Position annotation records:
• • • • •
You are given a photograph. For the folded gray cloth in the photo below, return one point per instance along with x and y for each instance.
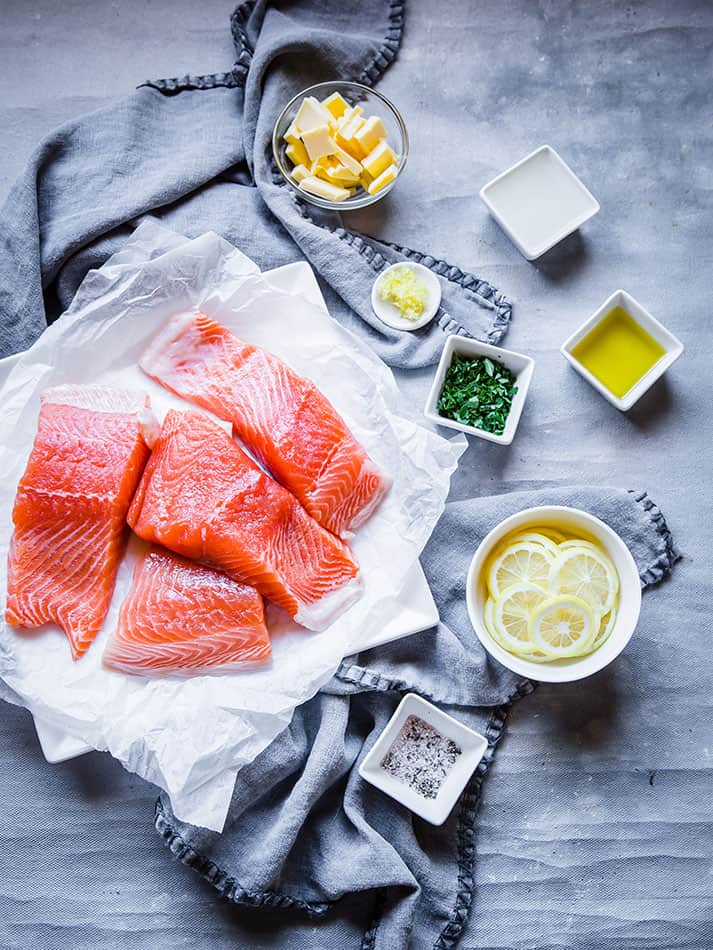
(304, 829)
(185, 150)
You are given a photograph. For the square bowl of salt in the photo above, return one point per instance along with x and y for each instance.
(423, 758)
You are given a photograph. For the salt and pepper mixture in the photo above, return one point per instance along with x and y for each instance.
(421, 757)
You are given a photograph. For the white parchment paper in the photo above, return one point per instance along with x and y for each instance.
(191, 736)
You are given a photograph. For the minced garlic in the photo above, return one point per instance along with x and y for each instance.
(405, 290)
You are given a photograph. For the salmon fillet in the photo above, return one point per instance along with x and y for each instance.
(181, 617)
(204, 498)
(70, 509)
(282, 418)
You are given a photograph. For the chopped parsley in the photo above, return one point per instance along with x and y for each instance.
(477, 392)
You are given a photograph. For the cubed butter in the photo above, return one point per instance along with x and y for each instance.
• • • • •
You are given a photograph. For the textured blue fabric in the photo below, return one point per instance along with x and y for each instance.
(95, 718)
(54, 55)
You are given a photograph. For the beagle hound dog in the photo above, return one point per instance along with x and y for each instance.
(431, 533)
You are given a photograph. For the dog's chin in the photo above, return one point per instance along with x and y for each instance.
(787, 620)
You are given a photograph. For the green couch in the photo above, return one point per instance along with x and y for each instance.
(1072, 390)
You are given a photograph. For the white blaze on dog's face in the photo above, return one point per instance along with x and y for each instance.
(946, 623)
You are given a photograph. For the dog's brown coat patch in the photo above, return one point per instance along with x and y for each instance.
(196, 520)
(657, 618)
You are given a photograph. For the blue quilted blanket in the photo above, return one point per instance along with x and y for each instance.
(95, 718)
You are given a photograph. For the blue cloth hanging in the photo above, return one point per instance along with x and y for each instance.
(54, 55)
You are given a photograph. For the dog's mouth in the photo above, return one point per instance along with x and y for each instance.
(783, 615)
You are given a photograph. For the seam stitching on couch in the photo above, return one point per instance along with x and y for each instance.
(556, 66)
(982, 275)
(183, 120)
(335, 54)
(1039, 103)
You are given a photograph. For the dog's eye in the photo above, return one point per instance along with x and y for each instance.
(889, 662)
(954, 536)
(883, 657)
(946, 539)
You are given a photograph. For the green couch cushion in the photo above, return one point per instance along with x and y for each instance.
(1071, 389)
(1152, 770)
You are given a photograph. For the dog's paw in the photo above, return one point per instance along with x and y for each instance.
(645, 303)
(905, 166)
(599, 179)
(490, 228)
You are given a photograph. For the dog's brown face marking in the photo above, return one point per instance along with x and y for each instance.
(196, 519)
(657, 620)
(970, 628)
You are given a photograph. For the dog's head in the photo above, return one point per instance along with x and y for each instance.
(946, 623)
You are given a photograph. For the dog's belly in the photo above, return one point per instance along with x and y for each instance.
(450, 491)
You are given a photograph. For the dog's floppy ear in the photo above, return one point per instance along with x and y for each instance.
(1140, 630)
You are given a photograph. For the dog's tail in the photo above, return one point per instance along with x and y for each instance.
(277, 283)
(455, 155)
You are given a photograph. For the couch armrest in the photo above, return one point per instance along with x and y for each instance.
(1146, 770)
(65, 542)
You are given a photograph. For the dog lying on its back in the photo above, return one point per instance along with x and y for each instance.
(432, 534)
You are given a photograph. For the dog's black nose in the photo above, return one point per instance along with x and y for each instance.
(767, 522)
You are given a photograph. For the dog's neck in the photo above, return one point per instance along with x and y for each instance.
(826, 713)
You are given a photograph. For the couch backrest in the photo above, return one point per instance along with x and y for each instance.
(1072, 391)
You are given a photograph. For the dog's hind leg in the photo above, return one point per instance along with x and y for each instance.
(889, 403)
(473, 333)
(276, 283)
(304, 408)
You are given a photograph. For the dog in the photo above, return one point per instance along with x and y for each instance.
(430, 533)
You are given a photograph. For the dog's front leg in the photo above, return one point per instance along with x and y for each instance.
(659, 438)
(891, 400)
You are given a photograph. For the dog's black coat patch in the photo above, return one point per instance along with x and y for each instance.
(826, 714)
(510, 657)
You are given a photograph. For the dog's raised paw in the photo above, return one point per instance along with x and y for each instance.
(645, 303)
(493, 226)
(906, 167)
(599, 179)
• • • • •
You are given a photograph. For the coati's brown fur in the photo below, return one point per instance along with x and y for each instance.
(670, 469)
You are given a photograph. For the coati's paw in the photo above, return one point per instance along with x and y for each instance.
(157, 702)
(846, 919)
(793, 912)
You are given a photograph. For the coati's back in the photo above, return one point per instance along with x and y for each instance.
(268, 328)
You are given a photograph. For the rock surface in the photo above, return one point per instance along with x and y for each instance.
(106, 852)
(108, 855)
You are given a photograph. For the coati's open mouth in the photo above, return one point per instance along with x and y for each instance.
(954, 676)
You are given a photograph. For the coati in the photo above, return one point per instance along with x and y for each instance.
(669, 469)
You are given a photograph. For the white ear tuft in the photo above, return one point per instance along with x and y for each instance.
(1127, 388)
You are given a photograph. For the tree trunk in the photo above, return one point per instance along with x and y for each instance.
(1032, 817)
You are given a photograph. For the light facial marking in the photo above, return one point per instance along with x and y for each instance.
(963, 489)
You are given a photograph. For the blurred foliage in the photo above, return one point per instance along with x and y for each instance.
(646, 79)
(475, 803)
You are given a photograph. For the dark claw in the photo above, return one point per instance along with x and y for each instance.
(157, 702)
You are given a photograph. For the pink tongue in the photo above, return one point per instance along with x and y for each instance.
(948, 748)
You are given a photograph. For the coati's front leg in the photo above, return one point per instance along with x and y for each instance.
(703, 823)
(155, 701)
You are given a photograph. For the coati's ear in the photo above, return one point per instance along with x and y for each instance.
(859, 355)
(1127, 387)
• • • • •
- _Short problem_
Rewrite everything from the line containing "You are given a photograph. For the salmon" down to the line containing "You are given a photograph. For the cubed", changing "chopped parsley" to "chopped dill" and leaving everything else as it is. Return only those lines.

- _Task answer_
You are given a photograph. For the salmon fillet in the photo above, return one point per instance along with x and y for each instance.
(181, 617)
(204, 498)
(70, 509)
(282, 418)
You are given a photograph. For the chopped dill in the photo above, return one point per instance along with x and y for each instance.
(477, 392)
You are given a photograph. For the cubed butter in the photo above, return one point per instance along with x and y for each instance.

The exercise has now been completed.